EXTRAIT CITÉ:
§
Le candidat centriste Crin Antonescu, ancien chef du Parti libéral, représente probablement la dernière et la meilleure chance de survie pour l'establishment roumain, vieux de plusieurs décennies. Pourtant, un politologue roumain a confié au journal français Libération qu'aujourd'hui, dans certaines de ses envolées rhétoriques, Antonescu « pourrait passer pour un membre du Rassemblement national [de Marine Le Pen] ». Le maire de Bucarest, Nicușor Dan, autre figure intransigeante de l'establishment, tente d'évincer la libérale Lasconi. Antonescu est considéré comme ayant les meilleures chances de battre Simion au second tour.
Ébranlé par la persistance d'une guerre perturbatrice et le retour de Donald Trump à la Maison Blanche, le paysage politique roumain est en pleine mutation. Là encore, beaucoup de choses restent inconnues pour ceux qui sont loin des coulisses de Bucarest. Mais parmi les candidats en lice et qui misent leur carrière sur un diagnostic précis de la mentalité roumaine, il existe une hypothèse de travail selon laquelle les votes remportés par Georgescu l'automne dernier reflètent un véritable soulèvement, et non un simulacre généré par un robot. S'ils ont raison, il est alors possible que nous ayons assisté à une élection éhontéement volée dans un pays crucial de l'Union européenne. Les conséquences se feront sentir au-delà de ces prochaines élections.
§
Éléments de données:
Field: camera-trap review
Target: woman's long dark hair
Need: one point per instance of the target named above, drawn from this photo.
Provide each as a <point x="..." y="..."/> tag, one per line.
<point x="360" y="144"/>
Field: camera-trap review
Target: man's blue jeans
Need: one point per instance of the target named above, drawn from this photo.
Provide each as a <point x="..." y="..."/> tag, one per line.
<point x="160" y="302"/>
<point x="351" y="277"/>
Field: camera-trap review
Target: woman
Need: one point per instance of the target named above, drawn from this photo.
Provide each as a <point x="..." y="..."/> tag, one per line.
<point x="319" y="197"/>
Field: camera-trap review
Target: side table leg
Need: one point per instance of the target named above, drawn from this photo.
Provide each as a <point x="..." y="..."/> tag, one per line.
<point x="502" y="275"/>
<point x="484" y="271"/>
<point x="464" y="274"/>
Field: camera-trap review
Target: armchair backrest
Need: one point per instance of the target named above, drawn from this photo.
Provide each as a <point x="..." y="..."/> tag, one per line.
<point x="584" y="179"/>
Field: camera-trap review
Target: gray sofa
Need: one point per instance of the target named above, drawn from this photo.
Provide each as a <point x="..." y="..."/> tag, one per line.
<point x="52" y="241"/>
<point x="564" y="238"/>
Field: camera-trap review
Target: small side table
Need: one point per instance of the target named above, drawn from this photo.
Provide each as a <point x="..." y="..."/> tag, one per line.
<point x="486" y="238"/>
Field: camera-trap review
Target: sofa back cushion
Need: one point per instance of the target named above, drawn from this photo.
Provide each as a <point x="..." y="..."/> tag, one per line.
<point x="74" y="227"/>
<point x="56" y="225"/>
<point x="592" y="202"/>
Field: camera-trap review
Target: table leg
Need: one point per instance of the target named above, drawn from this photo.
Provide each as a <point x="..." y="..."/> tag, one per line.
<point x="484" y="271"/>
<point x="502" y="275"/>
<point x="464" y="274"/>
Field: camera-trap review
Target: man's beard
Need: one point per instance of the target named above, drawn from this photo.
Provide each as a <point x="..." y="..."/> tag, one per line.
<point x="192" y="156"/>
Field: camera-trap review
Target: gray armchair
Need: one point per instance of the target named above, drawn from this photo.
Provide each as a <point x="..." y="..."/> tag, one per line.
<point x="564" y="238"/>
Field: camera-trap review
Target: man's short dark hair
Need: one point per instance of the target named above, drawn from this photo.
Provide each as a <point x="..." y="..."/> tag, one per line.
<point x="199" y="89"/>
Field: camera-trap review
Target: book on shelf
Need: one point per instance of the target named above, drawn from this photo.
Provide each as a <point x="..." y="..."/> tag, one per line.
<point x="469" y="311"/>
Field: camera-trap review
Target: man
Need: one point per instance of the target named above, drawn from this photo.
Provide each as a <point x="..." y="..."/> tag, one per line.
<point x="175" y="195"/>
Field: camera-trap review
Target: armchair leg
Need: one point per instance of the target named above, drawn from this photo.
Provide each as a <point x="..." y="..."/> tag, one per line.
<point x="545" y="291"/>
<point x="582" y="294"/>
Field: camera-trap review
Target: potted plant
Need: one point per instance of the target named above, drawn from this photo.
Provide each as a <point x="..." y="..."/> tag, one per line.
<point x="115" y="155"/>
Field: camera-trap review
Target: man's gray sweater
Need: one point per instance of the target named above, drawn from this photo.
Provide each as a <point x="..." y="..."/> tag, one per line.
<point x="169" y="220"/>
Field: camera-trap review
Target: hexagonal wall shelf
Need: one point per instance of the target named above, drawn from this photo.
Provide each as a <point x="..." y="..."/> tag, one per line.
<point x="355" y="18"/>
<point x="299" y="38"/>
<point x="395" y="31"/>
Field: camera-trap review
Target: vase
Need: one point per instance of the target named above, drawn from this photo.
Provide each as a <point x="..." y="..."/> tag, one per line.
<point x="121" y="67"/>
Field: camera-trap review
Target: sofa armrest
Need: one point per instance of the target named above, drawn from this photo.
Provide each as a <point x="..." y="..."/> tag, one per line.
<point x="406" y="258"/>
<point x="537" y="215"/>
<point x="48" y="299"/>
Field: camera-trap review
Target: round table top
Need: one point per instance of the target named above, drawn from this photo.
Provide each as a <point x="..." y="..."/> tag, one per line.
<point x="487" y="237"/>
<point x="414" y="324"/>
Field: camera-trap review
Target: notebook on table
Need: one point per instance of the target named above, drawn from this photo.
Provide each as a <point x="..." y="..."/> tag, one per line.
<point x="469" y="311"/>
§
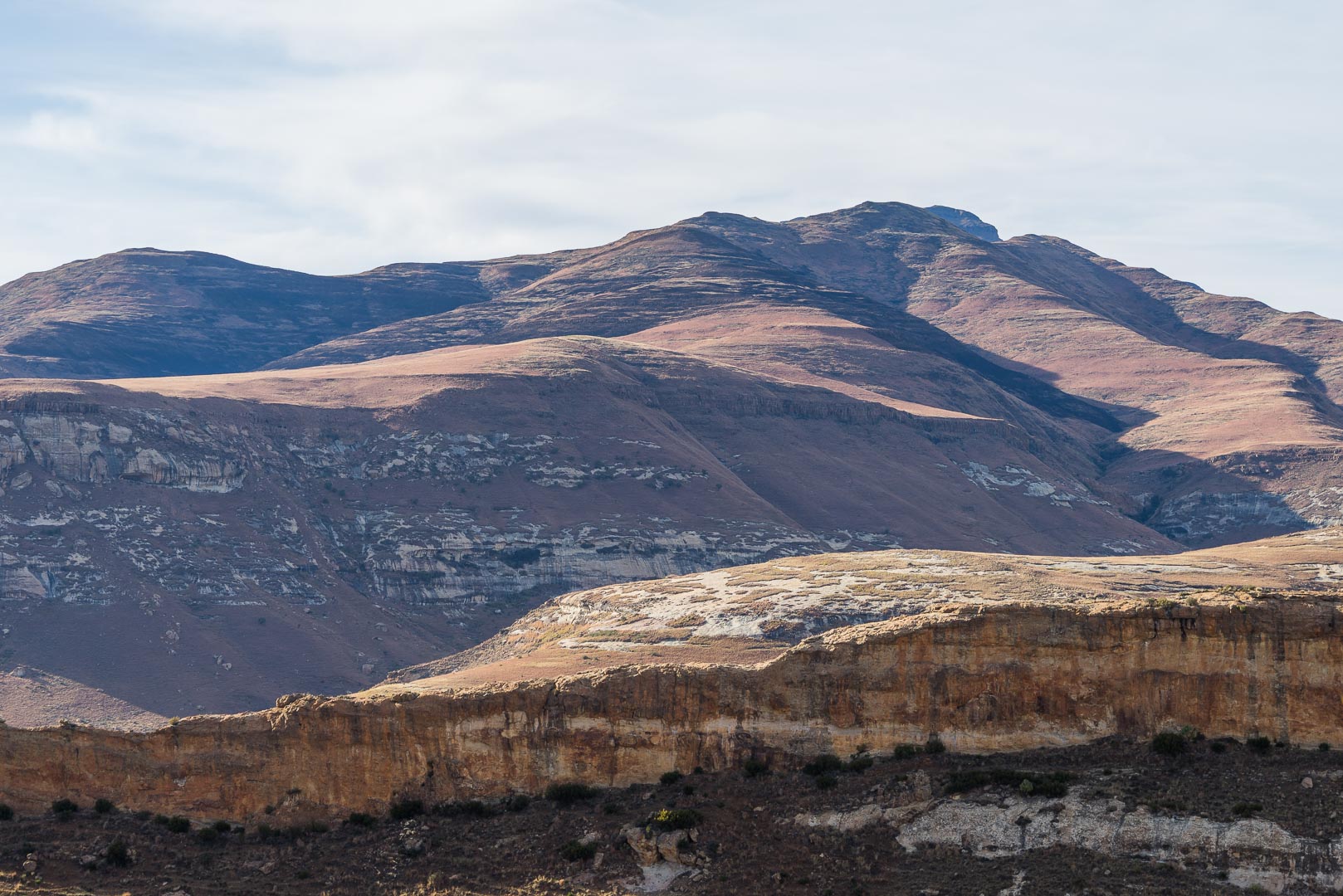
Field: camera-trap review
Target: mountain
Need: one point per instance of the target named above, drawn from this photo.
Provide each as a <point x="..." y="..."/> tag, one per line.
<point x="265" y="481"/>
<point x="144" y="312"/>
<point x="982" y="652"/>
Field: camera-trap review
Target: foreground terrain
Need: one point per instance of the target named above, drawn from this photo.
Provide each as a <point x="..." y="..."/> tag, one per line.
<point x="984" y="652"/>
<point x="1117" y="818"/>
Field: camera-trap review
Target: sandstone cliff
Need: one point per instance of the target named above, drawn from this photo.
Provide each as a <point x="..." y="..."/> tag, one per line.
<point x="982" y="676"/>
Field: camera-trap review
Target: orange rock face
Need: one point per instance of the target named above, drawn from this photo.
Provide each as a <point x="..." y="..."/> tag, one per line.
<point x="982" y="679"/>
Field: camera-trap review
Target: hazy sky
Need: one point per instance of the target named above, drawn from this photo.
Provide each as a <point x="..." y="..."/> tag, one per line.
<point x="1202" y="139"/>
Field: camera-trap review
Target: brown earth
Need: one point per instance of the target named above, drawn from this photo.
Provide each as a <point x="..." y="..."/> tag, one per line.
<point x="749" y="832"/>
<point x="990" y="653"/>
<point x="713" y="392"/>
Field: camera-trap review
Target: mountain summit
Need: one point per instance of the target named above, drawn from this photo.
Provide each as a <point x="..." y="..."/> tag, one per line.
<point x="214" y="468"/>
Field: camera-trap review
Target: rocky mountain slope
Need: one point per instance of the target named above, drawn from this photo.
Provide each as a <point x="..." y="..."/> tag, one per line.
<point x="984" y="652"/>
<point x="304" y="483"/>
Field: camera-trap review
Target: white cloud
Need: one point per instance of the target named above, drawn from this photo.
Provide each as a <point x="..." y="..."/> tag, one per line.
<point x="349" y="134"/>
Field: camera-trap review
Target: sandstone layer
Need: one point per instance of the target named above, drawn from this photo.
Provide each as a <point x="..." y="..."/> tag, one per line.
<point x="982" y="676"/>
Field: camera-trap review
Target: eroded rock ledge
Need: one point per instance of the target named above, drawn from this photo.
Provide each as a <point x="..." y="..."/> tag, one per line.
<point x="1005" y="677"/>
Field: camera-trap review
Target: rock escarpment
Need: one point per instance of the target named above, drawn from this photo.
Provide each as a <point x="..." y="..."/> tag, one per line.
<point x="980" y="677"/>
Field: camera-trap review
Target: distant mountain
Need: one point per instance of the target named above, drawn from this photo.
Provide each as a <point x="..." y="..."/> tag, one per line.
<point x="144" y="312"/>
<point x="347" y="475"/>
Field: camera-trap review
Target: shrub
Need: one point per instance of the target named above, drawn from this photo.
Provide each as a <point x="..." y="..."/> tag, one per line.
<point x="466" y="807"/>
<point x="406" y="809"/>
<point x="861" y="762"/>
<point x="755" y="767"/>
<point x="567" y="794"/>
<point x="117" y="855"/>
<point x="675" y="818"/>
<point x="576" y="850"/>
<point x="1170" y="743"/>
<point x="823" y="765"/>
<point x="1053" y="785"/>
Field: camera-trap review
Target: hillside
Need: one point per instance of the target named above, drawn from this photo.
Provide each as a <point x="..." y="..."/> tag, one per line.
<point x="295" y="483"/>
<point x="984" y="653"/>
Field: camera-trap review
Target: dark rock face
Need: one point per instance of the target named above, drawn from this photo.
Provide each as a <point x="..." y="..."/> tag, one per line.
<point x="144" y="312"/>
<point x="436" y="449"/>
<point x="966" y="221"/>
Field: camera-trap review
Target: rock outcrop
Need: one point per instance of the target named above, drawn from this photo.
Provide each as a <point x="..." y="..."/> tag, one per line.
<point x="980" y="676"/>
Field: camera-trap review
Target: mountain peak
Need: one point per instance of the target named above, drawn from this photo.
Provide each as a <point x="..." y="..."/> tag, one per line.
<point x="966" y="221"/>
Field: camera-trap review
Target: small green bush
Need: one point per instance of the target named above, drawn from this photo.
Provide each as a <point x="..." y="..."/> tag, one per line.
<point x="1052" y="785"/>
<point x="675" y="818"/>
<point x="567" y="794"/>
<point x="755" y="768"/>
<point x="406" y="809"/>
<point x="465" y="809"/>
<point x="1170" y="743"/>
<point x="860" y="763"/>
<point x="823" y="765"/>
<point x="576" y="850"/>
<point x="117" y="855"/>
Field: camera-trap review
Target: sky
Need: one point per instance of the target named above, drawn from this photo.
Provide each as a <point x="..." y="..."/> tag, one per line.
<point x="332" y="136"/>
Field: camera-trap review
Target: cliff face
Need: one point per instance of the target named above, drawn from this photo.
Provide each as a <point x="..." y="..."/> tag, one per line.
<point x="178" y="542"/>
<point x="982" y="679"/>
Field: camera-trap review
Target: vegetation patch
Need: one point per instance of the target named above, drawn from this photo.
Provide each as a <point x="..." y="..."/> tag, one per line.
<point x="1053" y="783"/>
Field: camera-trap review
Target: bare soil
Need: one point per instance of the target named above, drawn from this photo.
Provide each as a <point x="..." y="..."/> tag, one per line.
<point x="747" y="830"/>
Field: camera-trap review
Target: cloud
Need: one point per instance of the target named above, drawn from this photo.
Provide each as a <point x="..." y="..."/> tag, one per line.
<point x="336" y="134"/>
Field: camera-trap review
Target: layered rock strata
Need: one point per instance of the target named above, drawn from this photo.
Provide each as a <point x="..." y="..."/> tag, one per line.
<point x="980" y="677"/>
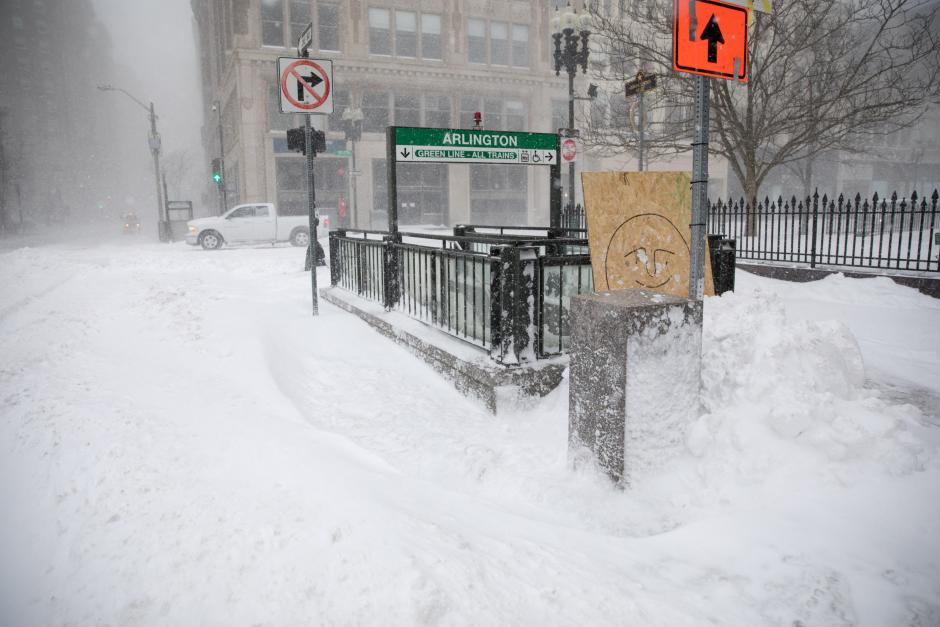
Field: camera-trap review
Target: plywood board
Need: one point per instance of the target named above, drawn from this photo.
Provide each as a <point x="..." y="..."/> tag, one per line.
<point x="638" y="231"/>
§
ACTION REQUISE: Reproduisez à l'identique l'extrait sur la politique roumaine, en commençant aux mots « Le candidat centriste » et en vous arrêtant après « au second tour. ». Il n'est pas nécessaire de consulter les entrées.

RÉSULTAT CI-DESSOUS:
Le candidat centriste Crin Antonescu, ancien chef du Parti libéral, représente probablement la dernière et la meilleure chance de survie pour l'establishment roumain, vieux de plusieurs décennies. Pourtant, un politologue roumain a confié au journal français Libération qu'aujourd'hui, dans certaines de ses envolées rhétoriques, Antonescu « pourrait passer pour un membre du Rassemblement national [de Marine Le Pen] ». Le maire de Bucarest, Nicușor Dan, autre figure intransigeante de l'establishment, tente d'évincer la libérale Lasconi. Antonescu est considéré comme ayant les meilleures chances de battre Simion au second tour.